Data extracted from a collection:
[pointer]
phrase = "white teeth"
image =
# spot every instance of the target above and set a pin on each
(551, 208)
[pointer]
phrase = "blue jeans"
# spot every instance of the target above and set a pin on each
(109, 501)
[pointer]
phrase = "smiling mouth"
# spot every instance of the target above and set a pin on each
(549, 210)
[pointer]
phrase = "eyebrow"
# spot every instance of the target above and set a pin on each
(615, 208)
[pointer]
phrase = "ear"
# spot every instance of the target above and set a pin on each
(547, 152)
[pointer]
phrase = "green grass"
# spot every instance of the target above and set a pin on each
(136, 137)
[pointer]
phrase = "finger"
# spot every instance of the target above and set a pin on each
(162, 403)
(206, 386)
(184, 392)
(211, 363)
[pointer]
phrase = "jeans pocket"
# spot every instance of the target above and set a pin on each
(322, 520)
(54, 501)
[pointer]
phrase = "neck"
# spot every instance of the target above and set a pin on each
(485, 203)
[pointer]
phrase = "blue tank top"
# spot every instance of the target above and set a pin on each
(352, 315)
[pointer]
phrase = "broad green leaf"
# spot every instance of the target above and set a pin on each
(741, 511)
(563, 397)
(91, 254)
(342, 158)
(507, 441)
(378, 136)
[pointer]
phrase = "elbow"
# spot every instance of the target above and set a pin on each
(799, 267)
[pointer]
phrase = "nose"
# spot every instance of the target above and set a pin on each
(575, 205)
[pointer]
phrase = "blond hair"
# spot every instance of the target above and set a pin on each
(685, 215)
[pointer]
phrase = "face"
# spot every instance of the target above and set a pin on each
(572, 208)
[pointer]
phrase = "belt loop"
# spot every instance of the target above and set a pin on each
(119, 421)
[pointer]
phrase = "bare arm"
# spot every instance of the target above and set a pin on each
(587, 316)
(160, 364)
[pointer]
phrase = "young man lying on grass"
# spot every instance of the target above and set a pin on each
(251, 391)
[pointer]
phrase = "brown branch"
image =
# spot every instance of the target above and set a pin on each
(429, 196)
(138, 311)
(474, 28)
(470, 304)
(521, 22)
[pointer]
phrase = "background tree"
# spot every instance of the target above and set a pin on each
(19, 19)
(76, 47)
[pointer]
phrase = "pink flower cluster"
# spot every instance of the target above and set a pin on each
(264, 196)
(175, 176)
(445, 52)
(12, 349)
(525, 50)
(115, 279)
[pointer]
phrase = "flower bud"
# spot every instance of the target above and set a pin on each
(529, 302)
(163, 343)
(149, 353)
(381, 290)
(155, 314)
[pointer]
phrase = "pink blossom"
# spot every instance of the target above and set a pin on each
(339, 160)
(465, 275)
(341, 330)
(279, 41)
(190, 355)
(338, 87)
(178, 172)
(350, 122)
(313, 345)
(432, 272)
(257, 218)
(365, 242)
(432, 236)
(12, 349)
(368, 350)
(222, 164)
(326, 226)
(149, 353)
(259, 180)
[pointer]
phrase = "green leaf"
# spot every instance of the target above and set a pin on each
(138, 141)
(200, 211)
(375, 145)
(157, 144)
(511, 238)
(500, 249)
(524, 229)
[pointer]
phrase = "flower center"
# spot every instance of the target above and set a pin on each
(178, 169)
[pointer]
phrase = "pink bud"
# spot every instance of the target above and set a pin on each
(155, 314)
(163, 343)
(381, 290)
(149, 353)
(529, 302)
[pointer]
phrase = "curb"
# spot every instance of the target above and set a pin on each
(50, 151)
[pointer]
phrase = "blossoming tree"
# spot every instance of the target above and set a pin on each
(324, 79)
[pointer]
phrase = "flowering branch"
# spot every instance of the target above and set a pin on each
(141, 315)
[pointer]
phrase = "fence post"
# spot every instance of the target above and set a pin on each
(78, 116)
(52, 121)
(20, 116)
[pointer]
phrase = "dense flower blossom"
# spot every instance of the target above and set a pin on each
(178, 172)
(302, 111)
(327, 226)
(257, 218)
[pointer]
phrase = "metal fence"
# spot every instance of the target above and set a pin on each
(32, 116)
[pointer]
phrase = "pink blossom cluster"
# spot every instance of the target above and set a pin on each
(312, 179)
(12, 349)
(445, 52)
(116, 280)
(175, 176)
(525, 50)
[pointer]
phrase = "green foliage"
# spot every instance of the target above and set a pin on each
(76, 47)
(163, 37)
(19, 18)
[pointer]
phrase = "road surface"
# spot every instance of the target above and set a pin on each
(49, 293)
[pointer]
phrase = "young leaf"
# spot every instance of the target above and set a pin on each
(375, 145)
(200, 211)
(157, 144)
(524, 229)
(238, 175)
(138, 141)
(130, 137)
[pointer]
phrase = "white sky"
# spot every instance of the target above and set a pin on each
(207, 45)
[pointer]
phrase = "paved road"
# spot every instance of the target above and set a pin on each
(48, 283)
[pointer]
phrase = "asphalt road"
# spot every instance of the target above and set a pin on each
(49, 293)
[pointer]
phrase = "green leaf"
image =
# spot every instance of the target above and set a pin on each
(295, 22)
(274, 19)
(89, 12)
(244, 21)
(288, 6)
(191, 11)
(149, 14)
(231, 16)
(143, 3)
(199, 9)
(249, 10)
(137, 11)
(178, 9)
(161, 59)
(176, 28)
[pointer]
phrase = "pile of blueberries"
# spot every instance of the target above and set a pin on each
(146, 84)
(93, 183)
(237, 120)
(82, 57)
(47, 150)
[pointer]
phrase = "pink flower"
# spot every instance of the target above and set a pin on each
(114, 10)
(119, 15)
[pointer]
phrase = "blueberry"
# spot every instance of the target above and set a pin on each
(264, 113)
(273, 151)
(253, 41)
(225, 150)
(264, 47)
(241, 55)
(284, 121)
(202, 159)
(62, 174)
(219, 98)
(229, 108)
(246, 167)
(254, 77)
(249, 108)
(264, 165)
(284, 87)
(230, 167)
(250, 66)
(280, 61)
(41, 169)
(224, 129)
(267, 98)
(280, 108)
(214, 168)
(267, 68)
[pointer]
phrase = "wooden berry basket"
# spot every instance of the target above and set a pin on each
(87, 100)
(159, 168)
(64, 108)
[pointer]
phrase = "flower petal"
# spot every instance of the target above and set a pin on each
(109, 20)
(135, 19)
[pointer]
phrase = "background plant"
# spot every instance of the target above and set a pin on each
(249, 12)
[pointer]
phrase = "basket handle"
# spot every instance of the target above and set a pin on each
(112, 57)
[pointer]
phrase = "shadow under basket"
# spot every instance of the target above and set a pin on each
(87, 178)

### TASK REQUIREMENTS:
The listing above must be transcribed exactly, line by line.

### THE SOLUTION:
[pointer]
phrase = "white teeth"
image =
# spot every instance of the target above and set a pin on each
(551, 208)
[pointer]
phrase = "blue jeans"
# spot every instance of the target above and set a pin on each
(109, 501)
[pointer]
phrase = "smiling mouth"
# spot every instance of the target above and set a pin on each
(549, 210)
[pointer]
phrase = "eyebrow"
# spot every instance of the target above and set a pin on each
(615, 208)
[pointer]
phrase = "ear"
# spot every instance of the target above and set a pin on each
(547, 152)
[pointer]
phrase = "green grass"
# spot every instance of the target above and set a pin on each
(136, 137)
[pointer]
phrase = "finger"
# spot every instance of the target above and set a pin on each
(162, 403)
(206, 386)
(184, 392)
(211, 363)
[pointer]
phrase = "jeans pocket"
# spot every instance of the target above and set a pin on each
(322, 520)
(54, 501)
[pointer]
phrase = "neck"
# spot every instance of the target above and set a pin on each
(485, 203)
[pointer]
phrase = "blue tank top"
# spot every instance of the target above and set a pin on each
(352, 315)
[pointer]
phrase = "broad green leaf"
# spot every instance of the target above and set a pin on each
(741, 511)
(563, 397)
(91, 254)
(342, 158)
(507, 441)
(378, 136)
[pointer]
phrase = "elbow"
# spot every instance of the target above and set a pin on each
(799, 267)
[pointer]
phrase = "nose"
# spot every instance of the target above and set a pin on each
(575, 205)
[pointer]
phrase = "blond hair"
# spot every instance of the target above and set a pin on each
(685, 215)
[pointer]
phrase = "face"
# spot every instance of the target above and set a pin on each
(572, 208)
[pointer]
phrase = "belt loop"
# spot every instance of the target above and set a pin on each
(119, 421)
[pointer]
phrase = "bare arm"
# spot every instance of the target above and set a pin on each
(587, 316)
(160, 364)
[pointer]
phrase = "young man lying on grass"
# spot every instance of the target above and set a pin on each
(251, 391)
[pointer]
phrase = "brown branch"
image =
# spot every instance of the target above and set a pin on each
(429, 196)
(138, 311)
(474, 28)
(470, 304)
(521, 22)
[pointer]
phrase = "background tree"
# spot every instance of the target above and set a pin on each
(19, 19)
(76, 47)
[pointer]
phrase = "pink flower cluster"
# spot every instance of the target above and set a pin on each
(264, 196)
(175, 176)
(445, 52)
(12, 349)
(525, 50)
(115, 279)
[pointer]
phrase = "flower bud"
# spot every instance of the target above and set a pin on each
(529, 302)
(163, 343)
(149, 353)
(381, 290)
(155, 314)
[pointer]
phrase = "pink blossom"
# spot every instance of the target above and set a pin on each
(339, 160)
(465, 275)
(341, 330)
(279, 41)
(190, 355)
(338, 87)
(178, 172)
(350, 122)
(313, 345)
(432, 272)
(257, 218)
(365, 242)
(432, 236)
(12, 349)
(368, 350)
(222, 164)
(326, 226)
(149, 353)
(259, 180)
[pointer]
phrase = "green leaf"
# spot every instance of the target above and set a pin on each
(138, 141)
(200, 211)
(375, 145)
(157, 144)
(511, 238)
(500, 249)
(524, 229)
[pointer]
phrase = "flower center"
# spot every instance of the target above and set a pin on each
(178, 169)
[pointer]
phrase = "pink bud"
# spot every instance of the target above and set a pin on each
(155, 314)
(163, 343)
(381, 290)
(149, 353)
(529, 302)
[pointer]
phrase = "curb"
# spot every instance of the target above and set a pin on each
(50, 151)
[pointer]
phrase = "blossoming tree"
# spot every instance of the target above and set a pin on each
(324, 79)
[pointer]
phrase = "flowering branch"
# spot every instance of the target above and set a pin on each
(141, 315)
[pointer]
phrase = "fence post"
# spot every instance of the target above and set a pin on each
(78, 116)
(52, 121)
(20, 116)
[pointer]
phrase = "dense flower blossom"
# spot every instance of the target above and set a pin on each
(178, 172)
(302, 111)
(327, 226)
(257, 218)
[pointer]
phrase = "metal fence"
# spot every instance of the target above and set a pin on each
(32, 116)
[pointer]
phrase = "pink blossom cluster"
# spot every instance of the target above and set a pin on each
(312, 179)
(12, 349)
(445, 52)
(116, 280)
(175, 176)
(525, 50)
[pointer]
phrase = "green foliage"
# spot every instance of the target above and set a pin on each
(76, 47)
(163, 37)
(19, 18)
[pointer]
phrase = "road surface"
# spot every instance of the target above and set a pin on each
(49, 293)
[pointer]
phrase = "young leaf"
# spot every instance of the target above and set a pin on each
(375, 145)
(200, 211)
(157, 144)
(524, 229)
(238, 175)
(138, 141)
(130, 137)
[pointer]
phrase = "white sky"
# spot every instance of the target above and set a pin on each
(207, 45)
[pointer]
phrase = "paved road"
# spot every instance of the target above and set a pin on each
(48, 283)
[pointer]
phrase = "asphalt road"
# spot every instance of the target above and set a pin on each
(49, 293)
[pointer]
phrase = "green leaf"
image =
# spot every instance of the target above and set a pin on each
(295, 22)
(274, 19)
(89, 12)
(244, 21)
(288, 6)
(191, 11)
(149, 14)
(231, 16)
(143, 3)
(199, 9)
(249, 10)
(137, 11)
(178, 9)
(161, 59)
(176, 28)
[pointer]
phrase = "pile of blueberries"
# spot every instance of the target above and set a pin on each
(146, 84)
(93, 183)
(237, 120)
(82, 57)
(47, 150)
[pointer]
phrase = "pink flower"
# spot every instance of the target above and set a pin on each
(114, 10)
(119, 15)
[pointer]
phrase = "blueberry"
# spot every instance of the target above and set a pin on each
(264, 113)
(273, 151)
(253, 41)
(225, 150)
(264, 47)
(241, 55)
(284, 121)
(202, 159)
(62, 174)
(219, 98)
(229, 108)
(246, 167)
(254, 77)
(249, 108)
(264, 165)
(284, 87)
(230, 167)
(250, 66)
(280, 61)
(41, 169)
(224, 129)
(267, 98)
(280, 108)
(214, 168)
(267, 68)
[pointer]
phrase = "wooden berry basket"
# spot every instance of the target above and set a pin on each
(87, 100)
(159, 168)
(64, 108)
[pointer]
phrase = "flower petal"
# spot every instance of the target above and set a pin on each
(109, 20)
(135, 19)
[pointer]
phrase = "background plant"
# spot every instance of the target above and set a pin on each
(249, 12)
[pointer]
phrase = "basket handle"
# spot every instance of the target above and set a pin on each
(112, 57)
[pointer]
phrase = "shadow under basket"
# spot every instance of the target above and set a pin on each
(87, 178)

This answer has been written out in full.